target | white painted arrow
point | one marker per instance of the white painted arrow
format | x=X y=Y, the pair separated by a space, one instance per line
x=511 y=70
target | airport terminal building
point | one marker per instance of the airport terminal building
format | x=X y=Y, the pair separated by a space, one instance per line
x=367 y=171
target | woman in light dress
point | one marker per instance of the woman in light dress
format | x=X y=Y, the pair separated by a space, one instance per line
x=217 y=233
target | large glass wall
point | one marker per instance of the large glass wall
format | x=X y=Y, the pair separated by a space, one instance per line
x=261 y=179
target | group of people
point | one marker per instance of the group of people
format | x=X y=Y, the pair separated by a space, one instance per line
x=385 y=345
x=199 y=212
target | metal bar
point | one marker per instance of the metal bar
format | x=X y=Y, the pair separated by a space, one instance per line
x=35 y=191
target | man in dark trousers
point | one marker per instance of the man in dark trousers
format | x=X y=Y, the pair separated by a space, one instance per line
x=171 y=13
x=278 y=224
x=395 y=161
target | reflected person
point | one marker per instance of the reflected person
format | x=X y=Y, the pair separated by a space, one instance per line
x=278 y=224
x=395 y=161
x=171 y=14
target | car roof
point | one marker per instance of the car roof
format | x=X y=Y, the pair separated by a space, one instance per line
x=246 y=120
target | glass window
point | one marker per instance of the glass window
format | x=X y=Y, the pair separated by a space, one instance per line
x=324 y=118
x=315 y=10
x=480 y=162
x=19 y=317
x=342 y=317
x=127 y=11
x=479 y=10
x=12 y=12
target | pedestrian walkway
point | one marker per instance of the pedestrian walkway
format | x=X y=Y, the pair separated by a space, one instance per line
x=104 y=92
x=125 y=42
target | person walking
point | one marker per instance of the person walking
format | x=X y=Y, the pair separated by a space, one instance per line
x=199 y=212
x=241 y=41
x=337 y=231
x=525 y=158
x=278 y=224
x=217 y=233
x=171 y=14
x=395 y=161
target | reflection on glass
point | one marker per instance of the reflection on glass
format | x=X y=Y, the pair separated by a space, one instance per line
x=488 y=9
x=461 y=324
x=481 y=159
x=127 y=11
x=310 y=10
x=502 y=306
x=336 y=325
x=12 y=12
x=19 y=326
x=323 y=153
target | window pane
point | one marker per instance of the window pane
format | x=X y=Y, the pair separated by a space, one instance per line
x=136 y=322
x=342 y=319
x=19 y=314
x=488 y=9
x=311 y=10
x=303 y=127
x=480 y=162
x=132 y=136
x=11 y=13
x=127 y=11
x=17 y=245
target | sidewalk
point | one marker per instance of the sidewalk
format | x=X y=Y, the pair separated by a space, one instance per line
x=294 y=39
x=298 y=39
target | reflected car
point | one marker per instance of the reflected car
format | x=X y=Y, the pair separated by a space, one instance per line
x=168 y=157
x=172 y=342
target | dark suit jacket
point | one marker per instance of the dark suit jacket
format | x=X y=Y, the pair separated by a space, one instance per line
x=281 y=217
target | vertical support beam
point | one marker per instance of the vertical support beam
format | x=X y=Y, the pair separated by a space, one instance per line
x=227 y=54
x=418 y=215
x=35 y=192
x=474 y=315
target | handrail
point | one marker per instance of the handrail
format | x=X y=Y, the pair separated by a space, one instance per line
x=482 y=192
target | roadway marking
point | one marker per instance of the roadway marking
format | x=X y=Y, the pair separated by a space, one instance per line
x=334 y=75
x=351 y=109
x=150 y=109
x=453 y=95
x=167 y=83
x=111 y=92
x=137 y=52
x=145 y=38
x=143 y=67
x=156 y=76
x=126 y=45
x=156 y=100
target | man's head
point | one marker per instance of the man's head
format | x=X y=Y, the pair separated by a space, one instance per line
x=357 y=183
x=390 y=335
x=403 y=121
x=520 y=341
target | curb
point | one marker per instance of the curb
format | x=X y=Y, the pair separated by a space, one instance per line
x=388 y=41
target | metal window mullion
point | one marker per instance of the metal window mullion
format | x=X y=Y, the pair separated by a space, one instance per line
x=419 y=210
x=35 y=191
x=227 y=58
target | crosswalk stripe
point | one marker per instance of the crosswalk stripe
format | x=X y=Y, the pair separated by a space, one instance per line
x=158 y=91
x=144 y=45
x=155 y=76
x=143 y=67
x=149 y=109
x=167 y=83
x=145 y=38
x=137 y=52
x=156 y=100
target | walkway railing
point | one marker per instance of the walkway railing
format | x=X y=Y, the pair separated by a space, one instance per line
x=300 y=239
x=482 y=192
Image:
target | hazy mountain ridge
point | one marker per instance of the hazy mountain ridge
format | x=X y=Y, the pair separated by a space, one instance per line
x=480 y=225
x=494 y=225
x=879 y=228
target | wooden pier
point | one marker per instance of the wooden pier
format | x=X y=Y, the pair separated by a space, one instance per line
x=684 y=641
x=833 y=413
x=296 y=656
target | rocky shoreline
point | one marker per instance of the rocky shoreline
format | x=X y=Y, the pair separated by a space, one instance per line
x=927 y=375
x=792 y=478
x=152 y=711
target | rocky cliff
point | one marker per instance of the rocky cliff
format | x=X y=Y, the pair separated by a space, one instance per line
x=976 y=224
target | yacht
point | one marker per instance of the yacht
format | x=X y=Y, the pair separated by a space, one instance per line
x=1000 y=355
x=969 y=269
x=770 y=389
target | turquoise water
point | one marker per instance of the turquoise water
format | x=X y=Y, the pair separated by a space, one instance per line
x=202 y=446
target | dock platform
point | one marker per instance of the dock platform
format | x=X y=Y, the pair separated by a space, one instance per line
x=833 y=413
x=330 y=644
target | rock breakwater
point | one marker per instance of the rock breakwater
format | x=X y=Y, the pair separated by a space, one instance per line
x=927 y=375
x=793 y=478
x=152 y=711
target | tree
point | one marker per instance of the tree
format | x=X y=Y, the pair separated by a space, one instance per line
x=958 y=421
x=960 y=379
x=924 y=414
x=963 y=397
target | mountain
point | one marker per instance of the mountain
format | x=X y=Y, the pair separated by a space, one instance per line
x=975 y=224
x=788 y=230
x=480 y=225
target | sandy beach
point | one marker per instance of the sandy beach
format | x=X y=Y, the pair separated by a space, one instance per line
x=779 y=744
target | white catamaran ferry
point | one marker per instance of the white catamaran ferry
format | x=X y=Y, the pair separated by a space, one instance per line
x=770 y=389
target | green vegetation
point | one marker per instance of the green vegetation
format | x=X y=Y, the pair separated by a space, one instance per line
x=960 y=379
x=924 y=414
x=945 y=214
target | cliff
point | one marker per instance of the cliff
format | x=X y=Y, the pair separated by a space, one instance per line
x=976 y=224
+++++
> WHAT NEEDS TO BE DONE
Restate the whole listing exactly, leaving out nothing.

> OUTPUT FOR THIS EXERCISE
target | white painted arrow
point | one marker per instance of the white painted arrow
format | x=X y=Y, the pair separated by a space, one instance per line
x=511 y=70
target | airport terminal building
point | one marker per instance of the airport terminal building
format | x=X y=Y, the pair separated by a space, one instance per line
x=367 y=171
target | woman in light dress
point | one marker per instance of the woman in light dress
format | x=X y=Y, the pair separated by a space, one instance per line
x=217 y=233
target | large glass wall
point | one marker per instance of the large glass wall
format | x=X y=Y, the pair separated by a space, one instance per line
x=261 y=179
target | group of people
point | one marker per instance of the group of people
format | x=X y=Y, the pair separated by a space, one instance per line
x=385 y=345
x=199 y=212
target | metal bar
point | one marker per instance of the metal bar
format | x=X y=Y, the pair separated by a space, one instance per line
x=35 y=191
target | man in dark trousers
point | one marker per instance of the man in dark trousers
format | x=X y=Y, the pair separated by a space, one instance per line
x=171 y=13
x=278 y=224
x=395 y=161
target | reflected person
point | one marker per instance of the reflected person
format | x=X y=Y, the pair separated by a space, one instance per line
x=278 y=224
x=395 y=161
x=171 y=14
target | car roof
point | one marker per instance of the car roof
format | x=X y=Y, the pair separated by a space, one instance per line
x=246 y=120
target | glass window
point | one marker per instance of the glass window
format | x=X y=Y, the pair separated by a space, one instance per line
x=324 y=118
x=315 y=10
x=480 y=162
x=19 y=317
x=342 y=317
x=127 y=11
x=479 y=10
x=12 y=12
target | pedestrian walkway
point | one marker per instance of the pedestrian walkway
format | x=X y=Y, the pair separated by a space, one instance per line
x=104 y=92
x=125 y=42
target | person walking
point | one marker per instance of the person walking
format | x=X y=Y, the pair separated by a space, one instance per line
x=199 y=212
x=241 y=41
x=337 y=231
x=525 y=158
x=278 y=224
x=217 y=233
x=171 y=14
x=395 y=161
target | reflection on glass
point | one marker per instance of the reflection on glass
format | x=X y=Y, the pair separated by a space, one instance per line
x=488 y=9
x=461 y=324
x=481 y=159
x=127 y=11
x=310 y=10
x=502 y=306
x=336 y=325
x=12 y=12
x=19 y=326
x=323 y=153
target | window pane
point | one marker per instance of the window pane
format | x=X y=Y, the pair separated by a space, one instance per line
x=136 y=322
x=342 y=319
x=19 y=314
x=488 y=9
x=311 y=10
x=303 y=127
x=480 y=162
x=132 y=136
x=11 y=13
x=127 y=11
x=17 y=245
target | sidewalk
point | one marker per instance of the sidewalk
format | x=X y=Y, the pair separated by a space, one instance per line
x=294 y=39
x=298 y=39
target | reflected car
point | one marker per instance of the reflected car
format | x=X y=Y, the pair separated by a space, one instance per line
x=168 y=157
x=172 y=342
target | dark suit jacket
point | one marker per instance of the dark suit jacket
format | x=X y=Y, the pair separated by a space, one instance per line
x=281 y=217
target | vertical support beam
point | one marker per instance of the vertical support beam
format | x=X y=Y, the pair separated by a space, one instance per line
x=227 y=54
x=418 y=215
x=35 y=192
x=474 y=315
target | handrail
point | one marker per instance of the handrail
format | x=X y=Y, the pair separated by a space, one instance per line
x=482 y=192
target | roadway marking
point | one marker per instance of the roadway marking
format | x=X y=Y, the pair separated by a space, one instance per line
x=334 y=75
x=351 y=109
x=150 y=109
x=453 y=95
x=167 y=83
x=111 y=92
x=137 y=52
x=145 y=38
x=143 y=67
x=156 y=76
x=126 y=45
x=156 y=100
target | man's head
point | one marker per instance of the man's head
format | x=X y=Y, the pair separated by a space, one instance per line
x=357 y=183
x=390 y=335
x=403 y=121
x=520 y=341
target | curb
point | one marker per instance of the curb
format | x=X y=Y, the pair separated by a space, one instance per line
x=388 y=41
target | metal window mullion
point | one marker per instance of the metal window mullion
format | x=X y=Y, the pair separated by a space, one instance per line
x=419 y=210
x=35 y=191
x=227 y=58
target | crosswalk stripe
point | one marker per instance of the crosswalk stripe
format | x=X y=Y, the pair separated by a space, one instance per line
x=158 y=91
x=144 y=45
x=155 y=76
x=143 y=67
x=149 y=109
x=167 y=83
x=145 y=38
x=137 y=52
x=156 y=100
target | walkway railing
point | one marker per instance of the walkway railing
format | x=X y=Y, the pair separated by a space, one instance per line
x=300 y=239
x=482 y=192
Image:
target | hazy mountain ridge
point | one marker per instance of the hazy mountain ridge
format | x=X y=Y, the pair separated by a space, one instance per line
x=480 y=225
x=494 y=225
x=879 y=228
target | wooden pier
point | one marker per instance of the wooden pier
format | x=X y=Y, the pair separated by a space, one instance per line
x=684 y=641
x=833 y=413
x=296 y=656
target | rocky shoreline
point | one marker per instance of the rocky shoreline
format | x=X y=Y, the pair separated by a space, one instance per line
x=927 y=375
x=792 y=478
x=152 y=711
target | rocky cliff
point | one marker per instance of the rocky cliff
format | x=X y=Y, the pair separated by a space, one instance per line
x=976 y=224
target | yacht
point | one marker per instance of the yacht
format | x=X y=Y, the pair separated by a space, one instance per line
x=1000 y=355
x=969 y=269
x=770 y=389
target | turquoise water
point | one marker per instance of the turquoise water
format | x=X y=Y, the pair separated by a space, one instance per line
x=202 y=446
target | dock platform
point | one marker per instance of the dock platform
format | x=X y=Y, the pair separated by a space, one instance per line
x=833 y=413
x=330 y=644
target | rock breakwater
point | one marker per instance of the rock breakwater
format | x=X y=Y, the pair separated by a space, one instance per line
x=927 y=375
x=793 y=478
x=152 y=711
target | tree
point | one marker per instance of the tree
format | x=X y=Y, the pair separated by a space, one instance per line
x=958 y=421
x=960 y=379
x=924 y=414
x=963 y=397
target | mountain
point | one marker per instance of the mountain
format | x=X y=Y, the pair separated by a space, one instance per line
x=975 y=224
x=788 y=230
x=480 y=225
target | sandy beach
point | one marker per instance of the sandy beach
format | x=X y=Y, the pair separated by a space, one instance per line
x=779 y=744
target | white catamaran ferry
point | one marker per instance of the white catamaran ferry
format | x=X y=Y, the pair separated by a space, one instance per line
x=770 y=389
target | green vegetation
point | one marker per instance of the green vegetation
format | x=X y=Y, the pair separated by a space, one instance per line
x=960 y=379
x=924 y=414
x=945 y=214
target | cliff
point | one marker per instance of the cliff
format | x=X y=Y, the pair separated by a space, one instance per line
x=976 y=224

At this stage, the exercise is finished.